**Zu prüfender Text:**
Das Laternenfiasko

Jeder macht das, was er am besten kann. Ist die Vielfalt dabei nicht einfach nur toll? Mein Sparkassenberater jongliert mit Zahlen so schnell, dass ich anschließend nicht mehr weiß, wie alt ich bin. Mein Physiotherapeut zeigt mir Muskeln an meinem Körper, die ich zuvor nicht kannte, meine Freundin Clara ist Redakteurin, liest Werke anderer Autor*innen und korrigiert inhaltliche oder formale Fehler. Von A wie Altenpflege bis Z wie Zoomitarbeiter*in ist jeder ein Experte auf seinem Gebiet. Und sicher ist auch ein jeder dieser Menschen mal genervt. Ich hoffe es so, denn dann wäre ich nicht alleine mit meinen Gedanken.

Erzieherin in einem Kindergarten zu sein, hat mir immer gut gefallen und dennoch gab es Zeiten, an denen ich nervlich an meine Grenzen kam. Ein kleines Beispiel bot das Ereignis des jährlichen Laternenfestes und genau hier fängt die Geschichte an…

Für Novitäten bin ich immer offen. Mal etwas ganz anders machen also sonst. Alte Muster durchbrechen, Neues entdecken, einen anderen Weg gehen also sonst. Als Paulas Mutter mich auf dem Kindergartenflur ansprach und eine Idee hatte, war ich wie immer offen, hellhörig und zugewandt. Man könne die Laternen ja mal ganz anders gestalten, sagte sie mir. „Das ist ein interessanter Gedanke. Erläutern Sie mir, was sie mit >anders machen< meinen?“ sagte und fragte ich. „Naja… bisher basteln sie ja mit allen Kindern immer eine Mottolaterne“. „Ja, jedes Jahr ein anderes Motto“, ergänzte ich lachend. „Ja und genau darüber wollte ich mit Ihnen reden.“ Um es abzukürzen. Ihr Wunsch war, dass ich fortan nicht mehr mit den 25 Kindern 25 Laternen nach einem Motto hin bastelte. Es sollte was Neues her, was Frisches, was ganz individuelles. Ich fragte mich zwar, was individueller sein könnte, als mit jedem Kind eine eigene Laterne zu gestalten, wurde aber nicht gehört.

**Datenteil:**
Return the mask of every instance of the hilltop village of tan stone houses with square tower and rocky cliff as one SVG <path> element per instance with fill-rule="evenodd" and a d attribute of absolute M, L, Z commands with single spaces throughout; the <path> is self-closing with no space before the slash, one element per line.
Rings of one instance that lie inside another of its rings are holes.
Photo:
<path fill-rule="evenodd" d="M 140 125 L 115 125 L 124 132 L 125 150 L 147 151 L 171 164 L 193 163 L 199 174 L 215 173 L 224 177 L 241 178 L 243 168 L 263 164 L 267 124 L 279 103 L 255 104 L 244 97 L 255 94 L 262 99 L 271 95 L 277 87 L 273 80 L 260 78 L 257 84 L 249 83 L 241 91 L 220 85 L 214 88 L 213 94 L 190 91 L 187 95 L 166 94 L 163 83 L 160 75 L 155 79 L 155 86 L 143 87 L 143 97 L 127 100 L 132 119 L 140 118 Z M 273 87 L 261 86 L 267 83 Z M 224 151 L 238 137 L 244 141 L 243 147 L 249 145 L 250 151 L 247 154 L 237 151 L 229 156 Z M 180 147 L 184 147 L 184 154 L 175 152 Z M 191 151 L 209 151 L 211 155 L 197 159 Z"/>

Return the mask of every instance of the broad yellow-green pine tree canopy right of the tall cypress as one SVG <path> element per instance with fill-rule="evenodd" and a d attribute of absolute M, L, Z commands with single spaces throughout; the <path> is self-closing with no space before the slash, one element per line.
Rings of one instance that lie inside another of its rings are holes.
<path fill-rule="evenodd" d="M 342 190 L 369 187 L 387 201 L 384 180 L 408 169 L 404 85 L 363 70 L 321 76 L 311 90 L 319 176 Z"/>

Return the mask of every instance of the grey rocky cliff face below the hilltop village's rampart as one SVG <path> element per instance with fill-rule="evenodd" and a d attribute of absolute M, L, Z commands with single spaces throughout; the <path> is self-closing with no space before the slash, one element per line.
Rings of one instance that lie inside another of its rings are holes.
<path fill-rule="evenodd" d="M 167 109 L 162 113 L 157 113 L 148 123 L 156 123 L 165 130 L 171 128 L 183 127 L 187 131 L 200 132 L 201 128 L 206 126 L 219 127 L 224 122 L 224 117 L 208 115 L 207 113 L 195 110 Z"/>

**Zu bearbeitende Aufgaben:**
[1] Welchen Beruf hat Clara laut dem Text über das Laternenfest?
[2] Nennen Sie alle Personen, die im ersten Absatz des Textes über das Laternenfest mit dem Possessivpronomen „mein“ oder „meine“ eingeführt werden, jeweils mit der Tätigkeit, die der Text ihnen zuschreibt.
[3] Führen Sie den Text über das Laternenfest im Anschluss an seinen letzten Satz fort.

**Antworten je Eintrag:**
[1] Clara ist Redakteurin.

[2]
- Sparkassenberater: jongliert so schnell mit Zahlen, dass man anschließend nicht mehr weiß, wie alt man ist.
- Physiotherapeut: zeigt Muskeln am Körper, die man zuvor nicht kannte.
- Freundin Clara: ist Redakteurin, liest Werke anderer Autor*innen und korrigiert inhaltliche oder formale Fehler.

[3]
„Wir wollen neue Laternen basteln und jede Familie sollte sich dabei selbst eine aussuchen können“, japste sie vor Aufregung und holte einen Katalog aus ihrer Handtasche. Ich verstand kein Wort. „Hier in dem Katalog gibt es Hunderte von Laternenbastelbögen und alle sind anders“, kreischte sie vor Begeisterung und ergänzte: „Das wollen wir auch!“ „Wer ist denn WIR?“ fragte ich, während ich durch ein paar Seiten des Kataloges blätterte und mich bereits fragte, wie ich das Geforderte mit Kindern von 3-6 Jahren umsetzen könne. „Na wir Eltern“, sagte sie. „Wir wollen die Laternen daheim mit unseren Kindern basteln“, ergänzte sie und stopfte den Katalog wieder in ihre koffergroße Handtasche. „Und Sie brauchen wir auch, denn sie sollen bitte die Bestellungen organisieren und koordinieren“, sprach’s und winkte mir beim Abschied zu, als sei ich eine Dreijährige.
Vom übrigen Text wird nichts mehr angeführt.